Referring expression data:

↓

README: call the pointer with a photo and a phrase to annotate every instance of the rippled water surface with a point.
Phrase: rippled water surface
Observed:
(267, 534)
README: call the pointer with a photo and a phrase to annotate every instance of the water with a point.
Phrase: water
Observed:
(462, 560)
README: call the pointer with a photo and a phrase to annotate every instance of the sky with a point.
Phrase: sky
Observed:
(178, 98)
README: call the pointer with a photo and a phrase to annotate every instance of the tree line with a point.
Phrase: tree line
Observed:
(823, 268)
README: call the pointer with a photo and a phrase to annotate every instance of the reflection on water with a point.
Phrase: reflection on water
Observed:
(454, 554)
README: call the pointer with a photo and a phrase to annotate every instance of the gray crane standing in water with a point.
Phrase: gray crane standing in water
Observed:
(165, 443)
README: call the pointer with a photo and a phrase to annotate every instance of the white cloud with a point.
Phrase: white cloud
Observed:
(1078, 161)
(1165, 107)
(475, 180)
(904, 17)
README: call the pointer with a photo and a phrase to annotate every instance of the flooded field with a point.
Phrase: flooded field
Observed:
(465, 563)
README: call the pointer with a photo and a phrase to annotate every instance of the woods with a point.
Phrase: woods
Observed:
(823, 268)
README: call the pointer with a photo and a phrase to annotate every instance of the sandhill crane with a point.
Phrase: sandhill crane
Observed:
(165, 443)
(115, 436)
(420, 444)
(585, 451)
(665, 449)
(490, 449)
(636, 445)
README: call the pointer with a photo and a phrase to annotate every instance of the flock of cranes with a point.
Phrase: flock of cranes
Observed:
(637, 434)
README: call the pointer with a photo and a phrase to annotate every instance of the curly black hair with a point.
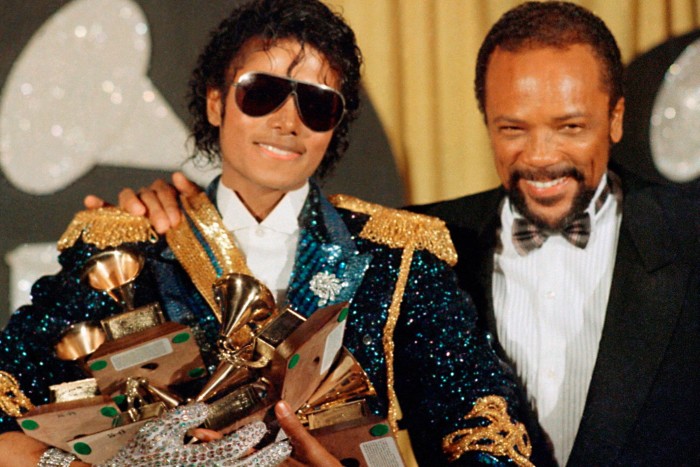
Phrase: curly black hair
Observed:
(309, 22)
(552, 24)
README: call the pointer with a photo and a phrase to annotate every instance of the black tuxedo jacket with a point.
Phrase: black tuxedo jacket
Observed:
(643, 404)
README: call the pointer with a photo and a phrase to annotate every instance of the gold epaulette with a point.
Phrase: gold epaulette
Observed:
(106, 227)
(398, 229)
(501, 437)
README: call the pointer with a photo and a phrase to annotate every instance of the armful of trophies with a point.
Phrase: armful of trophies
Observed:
(138, 366)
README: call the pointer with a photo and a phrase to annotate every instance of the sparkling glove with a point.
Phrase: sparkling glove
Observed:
(160, 442)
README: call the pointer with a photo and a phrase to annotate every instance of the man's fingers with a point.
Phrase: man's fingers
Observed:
(94, 202)
(237, 444)
(206, 435)
(184, 185)
(130, 202)
(166, 199)
(306, 448)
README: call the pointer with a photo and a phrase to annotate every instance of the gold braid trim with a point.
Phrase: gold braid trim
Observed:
(106, 227)
(409, 231)
(501, 437)
(12, 400)
(192, 255)
(388, 338)
(399, 229)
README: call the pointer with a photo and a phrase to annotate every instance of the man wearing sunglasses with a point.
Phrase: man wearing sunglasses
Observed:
(272, 98)
(601, 324)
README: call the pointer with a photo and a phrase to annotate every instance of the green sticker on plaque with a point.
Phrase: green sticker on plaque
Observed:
(379, 430)
(182, 337)
(29, 425)
(293, 361)
(98, 365)
(119, 398)
(82, 449)
(109, 412)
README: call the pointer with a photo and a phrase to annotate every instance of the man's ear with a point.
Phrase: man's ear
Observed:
(214, 106)
(616, 118)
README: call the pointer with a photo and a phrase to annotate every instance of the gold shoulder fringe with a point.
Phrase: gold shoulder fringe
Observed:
(106, 227)
(397, 228)
(204, 217)
(12, 400)
(501, 437)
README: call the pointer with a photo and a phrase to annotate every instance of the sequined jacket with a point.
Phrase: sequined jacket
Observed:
(409, 326)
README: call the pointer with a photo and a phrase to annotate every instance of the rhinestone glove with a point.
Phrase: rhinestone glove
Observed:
(160, 443)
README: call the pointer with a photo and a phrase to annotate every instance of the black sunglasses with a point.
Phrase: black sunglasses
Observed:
(320, 107)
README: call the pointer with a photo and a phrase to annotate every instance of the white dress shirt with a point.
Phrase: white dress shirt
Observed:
(269, 247)
(550, 309)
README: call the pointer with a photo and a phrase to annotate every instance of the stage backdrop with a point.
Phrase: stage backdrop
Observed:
(92, 98)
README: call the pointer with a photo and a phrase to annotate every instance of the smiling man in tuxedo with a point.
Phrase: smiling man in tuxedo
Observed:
(590, 288)
(587, 278)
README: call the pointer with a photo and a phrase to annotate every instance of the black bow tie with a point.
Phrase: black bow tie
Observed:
(527, 236)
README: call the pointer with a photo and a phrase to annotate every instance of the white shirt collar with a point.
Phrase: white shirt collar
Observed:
(283, 218)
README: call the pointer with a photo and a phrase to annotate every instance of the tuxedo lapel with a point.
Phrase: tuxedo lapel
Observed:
(645, 300)
(328, 268)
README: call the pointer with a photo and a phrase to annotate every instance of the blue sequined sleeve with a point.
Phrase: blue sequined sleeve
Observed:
(443, 362)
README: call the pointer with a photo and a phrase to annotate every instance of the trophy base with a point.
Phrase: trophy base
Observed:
(364, 442)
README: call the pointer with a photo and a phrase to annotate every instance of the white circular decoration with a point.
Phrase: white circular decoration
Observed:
(675, 119)
(79, 95)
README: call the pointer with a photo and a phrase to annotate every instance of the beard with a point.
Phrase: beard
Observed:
(580, 203)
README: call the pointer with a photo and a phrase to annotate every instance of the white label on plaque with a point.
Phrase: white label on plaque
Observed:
(333, 343)
(381, 453)
(141, 354)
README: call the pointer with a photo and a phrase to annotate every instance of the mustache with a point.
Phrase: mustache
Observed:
(544, 174)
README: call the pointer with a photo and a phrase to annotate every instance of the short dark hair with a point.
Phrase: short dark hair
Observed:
(309, 22)
(552, 24)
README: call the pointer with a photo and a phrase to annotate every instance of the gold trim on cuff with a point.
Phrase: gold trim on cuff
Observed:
(12, 400)
(501, 437)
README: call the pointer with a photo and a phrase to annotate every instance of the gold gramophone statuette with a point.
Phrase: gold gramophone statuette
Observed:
(114, 272)
(139, 341)
(246, 306)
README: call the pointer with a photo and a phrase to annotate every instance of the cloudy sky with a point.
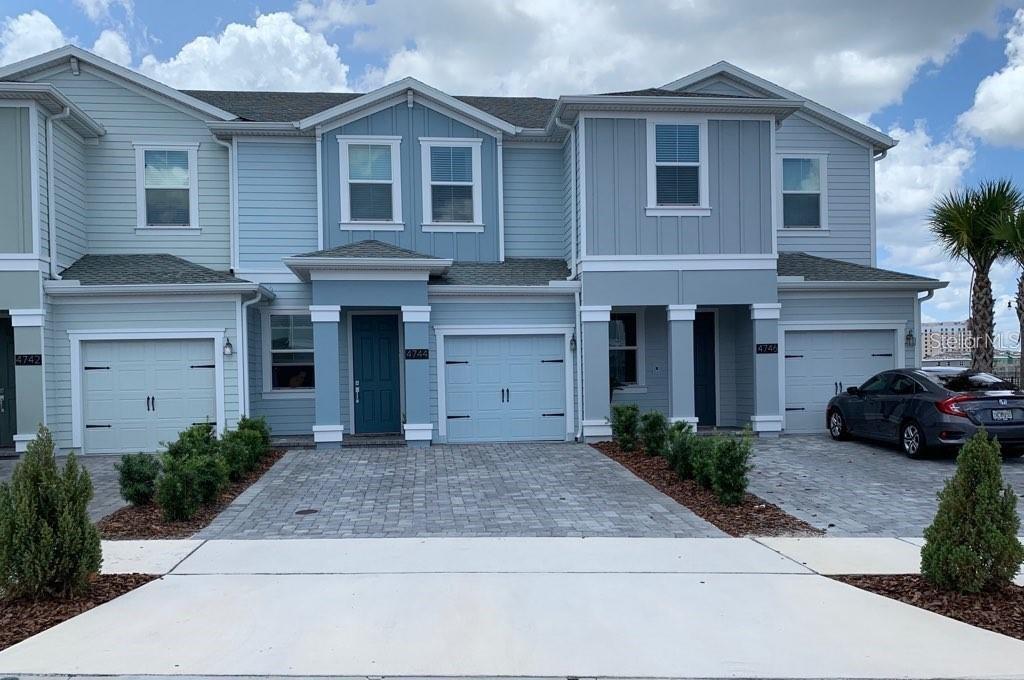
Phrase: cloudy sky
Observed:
(944, 77)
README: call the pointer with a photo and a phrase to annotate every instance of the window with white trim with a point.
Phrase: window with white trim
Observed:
(625, 352)
(677, 168)
(290, 351)
(371, 181)
(803, 193)
(452, 196)
(167, 185)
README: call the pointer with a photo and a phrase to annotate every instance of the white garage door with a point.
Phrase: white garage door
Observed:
(505, 388)
(820, 363)
(139, 393)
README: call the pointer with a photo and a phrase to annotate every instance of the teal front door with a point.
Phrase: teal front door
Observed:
(7, 420)
(377, 390)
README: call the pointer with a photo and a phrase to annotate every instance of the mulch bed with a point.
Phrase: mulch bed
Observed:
(754, 516)
(22, 619)
(1001, 611)
(147, 521)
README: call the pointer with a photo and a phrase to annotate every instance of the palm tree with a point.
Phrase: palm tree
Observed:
(965, 222)
(1011, 232)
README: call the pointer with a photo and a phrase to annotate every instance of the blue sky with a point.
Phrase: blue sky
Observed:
(942, 76)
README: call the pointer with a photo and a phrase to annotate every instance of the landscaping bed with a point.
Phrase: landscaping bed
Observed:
(1000, 610)
(146, 521)
(23, 618)
(753, 516)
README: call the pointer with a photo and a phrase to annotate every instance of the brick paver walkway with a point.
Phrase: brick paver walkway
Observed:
(856, 487)
(465, 491)
(107, 496)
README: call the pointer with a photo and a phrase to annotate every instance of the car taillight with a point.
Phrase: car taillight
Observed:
(950, 407)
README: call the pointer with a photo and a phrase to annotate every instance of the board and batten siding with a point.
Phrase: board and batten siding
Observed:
(110, 167)
(534, 202)
(70, 199)
(411, 124)
(739, 181)
(848, 236)
(288, 415)
(276, 202)
(496, 313)
(129, 315)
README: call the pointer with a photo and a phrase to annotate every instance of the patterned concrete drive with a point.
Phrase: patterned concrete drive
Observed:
(856, 487)
(105, 497)
(453, 491)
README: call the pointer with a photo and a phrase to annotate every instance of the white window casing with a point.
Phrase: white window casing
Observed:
(346, 222)
(702, 208)
(429, 224)
(192, 150)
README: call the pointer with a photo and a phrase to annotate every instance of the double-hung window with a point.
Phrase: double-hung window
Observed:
(290, 352)
(452, 200)
(167, 185)
(677, 168)
(804, 204)
(371, 184)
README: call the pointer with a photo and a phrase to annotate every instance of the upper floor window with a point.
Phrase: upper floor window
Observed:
(803, 192)
(167, 185)
(677, 168)
(452, 200)
(371, 182)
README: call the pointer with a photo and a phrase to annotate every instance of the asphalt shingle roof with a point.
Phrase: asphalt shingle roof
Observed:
(142, 269)
(812, 267)
(285, 107)
(371, 249)
(513, 271)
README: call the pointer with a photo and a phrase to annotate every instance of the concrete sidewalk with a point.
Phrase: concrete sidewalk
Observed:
(514, 607)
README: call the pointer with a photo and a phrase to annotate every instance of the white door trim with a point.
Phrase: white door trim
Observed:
(78, 337)
(440, 332)
(783, 327)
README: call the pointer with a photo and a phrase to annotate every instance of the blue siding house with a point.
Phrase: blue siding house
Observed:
(407, 263)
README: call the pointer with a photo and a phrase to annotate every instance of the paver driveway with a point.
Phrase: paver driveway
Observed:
(472, 490)
(855, 487)
(105, 497)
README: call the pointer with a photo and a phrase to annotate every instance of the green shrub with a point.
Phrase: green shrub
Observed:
(732, 462)
(625, 423)
(654, 433)
(704, 449)
(681, 438)
(48, 546)
(137, 477)
(177, 489)
(972, 544)
(259, 426)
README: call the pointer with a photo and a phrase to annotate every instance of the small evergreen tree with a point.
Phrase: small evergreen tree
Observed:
(972, 544)
(48, 546)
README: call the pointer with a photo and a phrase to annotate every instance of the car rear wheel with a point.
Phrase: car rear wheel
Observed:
(911, 439)
(837, 425)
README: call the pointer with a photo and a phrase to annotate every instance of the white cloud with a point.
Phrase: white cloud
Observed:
(838, 53)
(114, 46)
(28, 35)
(274, 53)
(997, 114)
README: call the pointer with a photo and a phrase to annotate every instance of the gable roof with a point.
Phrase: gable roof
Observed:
(863, 132)
(69, 52)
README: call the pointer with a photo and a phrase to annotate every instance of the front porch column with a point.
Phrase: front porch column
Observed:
(417, 424)
(28, 327)
(327, 426)
(597, 380)
(767, 418)
(682, 402)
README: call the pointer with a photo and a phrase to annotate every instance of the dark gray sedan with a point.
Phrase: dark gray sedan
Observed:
(921, 409)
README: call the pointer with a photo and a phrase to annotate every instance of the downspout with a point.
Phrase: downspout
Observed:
(51, 201)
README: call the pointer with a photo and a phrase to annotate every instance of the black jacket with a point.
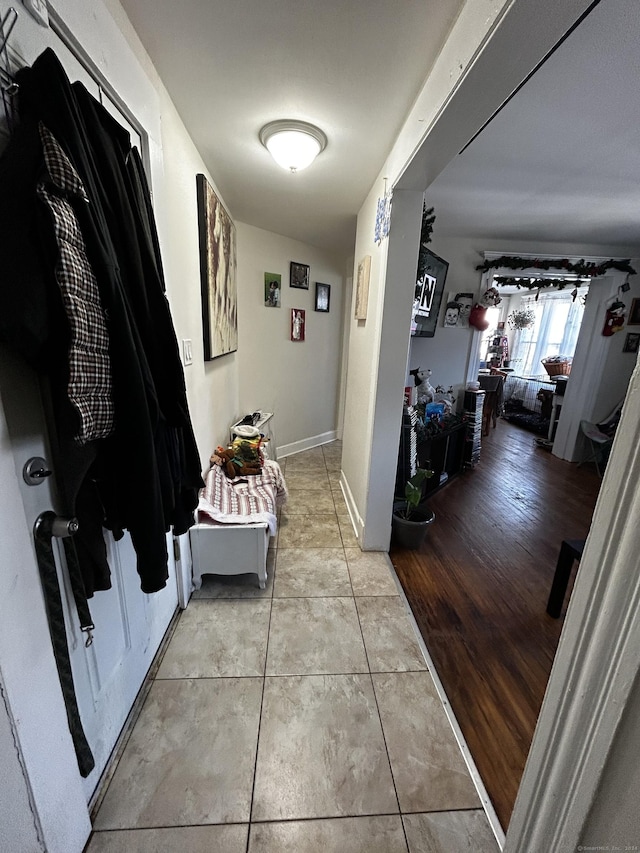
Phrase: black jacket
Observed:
(146, 476)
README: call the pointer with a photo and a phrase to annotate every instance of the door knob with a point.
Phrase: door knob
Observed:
(35, 471)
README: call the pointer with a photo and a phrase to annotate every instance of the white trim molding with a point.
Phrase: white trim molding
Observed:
(596, 667)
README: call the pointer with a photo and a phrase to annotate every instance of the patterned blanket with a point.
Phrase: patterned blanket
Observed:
(243, 500)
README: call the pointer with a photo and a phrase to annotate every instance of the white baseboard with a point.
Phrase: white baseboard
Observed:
(356, 521)
(306, 444)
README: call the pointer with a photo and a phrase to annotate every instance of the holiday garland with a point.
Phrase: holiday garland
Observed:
(588, 269)
(537, 283)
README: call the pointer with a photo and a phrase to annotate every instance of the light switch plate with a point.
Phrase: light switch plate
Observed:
(38, 9)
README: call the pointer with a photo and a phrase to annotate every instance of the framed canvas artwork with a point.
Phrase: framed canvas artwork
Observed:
(217, 235)
(323, 296)
(362, 288)
(272, 288)
(428, 295)
(299, 275)
(297, 324)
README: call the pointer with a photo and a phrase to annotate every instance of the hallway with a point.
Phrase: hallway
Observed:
(297, 718)
(478, 589)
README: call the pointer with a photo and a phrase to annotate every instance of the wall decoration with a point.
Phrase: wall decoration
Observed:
(383, 216)
(299, 275)
(272, 287)
(297, 324)
(362, 288)
(583, 269)
(457, 311)
(614, 318)
(323, 296)
(217, 235)
(634, 313)
(428, 294)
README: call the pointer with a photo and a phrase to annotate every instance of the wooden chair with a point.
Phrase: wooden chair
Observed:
(493, 386)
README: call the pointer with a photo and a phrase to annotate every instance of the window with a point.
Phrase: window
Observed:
(554, 332)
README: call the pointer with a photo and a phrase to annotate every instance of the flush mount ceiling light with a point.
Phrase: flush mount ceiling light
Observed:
(294, 145)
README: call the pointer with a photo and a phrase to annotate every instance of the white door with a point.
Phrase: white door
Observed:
(129, 625)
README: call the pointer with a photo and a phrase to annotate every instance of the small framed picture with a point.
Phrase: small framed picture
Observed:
(297, 324)
(323, 296)
(272, 286)
(299, 275)
(634, 314)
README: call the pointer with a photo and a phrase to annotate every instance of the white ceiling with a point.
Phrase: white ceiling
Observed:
(560, 163)
(352, 67)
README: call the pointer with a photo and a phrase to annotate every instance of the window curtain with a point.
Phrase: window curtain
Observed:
(554, 332)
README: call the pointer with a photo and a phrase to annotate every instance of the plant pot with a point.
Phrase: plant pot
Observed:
(410, 533)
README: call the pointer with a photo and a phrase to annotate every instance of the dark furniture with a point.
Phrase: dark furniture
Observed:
(473, 407)
(570, 550)
(443, 453)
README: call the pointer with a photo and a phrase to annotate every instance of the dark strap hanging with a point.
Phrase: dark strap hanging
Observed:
(42, 533)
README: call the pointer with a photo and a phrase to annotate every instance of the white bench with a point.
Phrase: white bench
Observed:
(229, 549)
(222, 543)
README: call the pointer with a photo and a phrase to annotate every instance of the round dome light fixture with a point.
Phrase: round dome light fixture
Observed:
(294, 145)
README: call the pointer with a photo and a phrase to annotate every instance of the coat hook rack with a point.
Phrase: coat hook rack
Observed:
(6, 27)
(8, 86)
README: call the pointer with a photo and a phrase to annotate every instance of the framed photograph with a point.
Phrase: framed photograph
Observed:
(323, 296)
(297, 324)
(272, 287)
(428, 296)
(362, 288)
(299, 276)
(634, 313)
(219, 294)
(457, 310)
(631, 342)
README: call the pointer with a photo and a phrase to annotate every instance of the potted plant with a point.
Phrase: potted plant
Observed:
(521, 319)
(411, 519)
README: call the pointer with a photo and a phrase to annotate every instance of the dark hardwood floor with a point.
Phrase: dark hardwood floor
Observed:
(478, 589)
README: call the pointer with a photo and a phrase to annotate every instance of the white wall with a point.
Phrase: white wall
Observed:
(447, 354)
(298, 381)
(26, 659)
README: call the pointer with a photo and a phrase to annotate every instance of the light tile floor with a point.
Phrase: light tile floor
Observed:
(296, 719)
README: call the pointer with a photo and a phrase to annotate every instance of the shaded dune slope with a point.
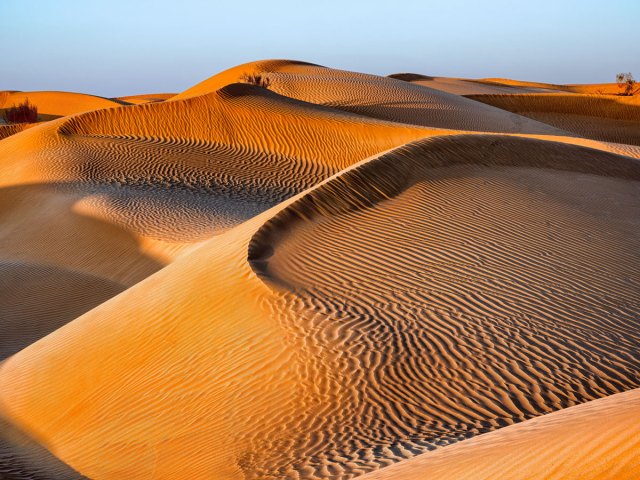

↑

## Required work:
Above are the records; print exactly the lines from the line with "mustache with a point." to the line with "statuette with a point.", including both, and nothing else.

## Answer to this exercise:
README: call the pointer with a photo and a phrase to annotate every instance of the mustache with a point.
Phrase: mustache
Observed:
(544, 174)
README: call the pointer with a photo and a phrase to annotate every instance of the short dark hair with a point.
Phrase: short dark hair
Observed:
(309, 22)
(552, 24)
README: call the pointer with a photo and a phrase to annotate every instance of the gold trim on cuff with a point.
Phrase: gold trim on cuff
Observed:
(12, 400)
(501, 437)
README: call the pointer with a photo and a phrase to annotate every instance of the gold gramophone statuette with a point.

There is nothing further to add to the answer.